Problems, problems

A good philosopher must find his obsession, and it will drive him for the rest of his life: Thomas Nagel

Johnny Lyons

If asked by someone who is unfamiliar with philosophy what they might read to begin to grasp the subject, I would recommend Thomas Nagel’s What Does It All Mean? If pressed as to why this book rather than others, my response would proceed along the following lines.

Philosophy is a fascinating and wickedly difficult subject. There are many who have tried to convey its interest but without doing justice to its complexity. Conversely, there are those who have sought to capture its intricacy but at the cost of losing sight of its vitality. Only a few have succeeded in giving an account of the subject that is both engaging to the newcomer and yet faithful to its difficulty, recognising that there’s no shallow end in the philosophical pool whilst providing beginners with enough buoyancy to keep their heads above water. Nagel’s concise primer (less than 25,000 words) stands proudly, even pre-eminently, among such select company.

Dataset excerpt
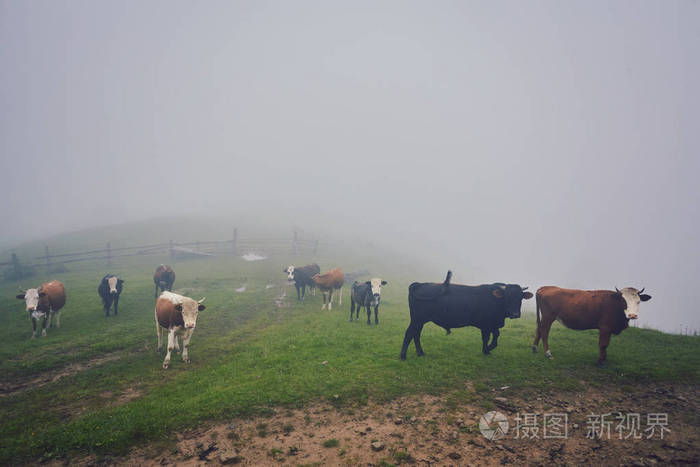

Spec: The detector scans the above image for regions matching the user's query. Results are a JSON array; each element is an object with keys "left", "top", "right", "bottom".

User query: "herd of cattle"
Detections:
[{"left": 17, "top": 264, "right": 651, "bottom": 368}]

Exercise 1
From the piece on Thomas Nagel, quote the stretch from "Problems, problems" through "the following lines.".
Exercise 2
List each group of people the piece on Thomas Nagel describes as having tried to present philosophy, along with how each one fared.

Task response 1
Problems, problems

A good philosopher must find his obsession, and it will drive him for the rest of his life: Thomas Nagel

Johnny Lyons

If asked by someone who is unfamiliar with philosophy what they might read to begin to grasp the subject, I would recommend Thomas Nagel’s What Does It All Mean? If pressed as to why this book rather than others, my response would proceed along the following lines.

Task response 2
- Many who tried to convey its interest, but without doing justice to its complexity.
- Those who sought to capture its intricacy, but at the cost of losing sight of its vitality.
- A few who succeeded in giving an account that is both engaging to the newcomer and faithful to its difficulty.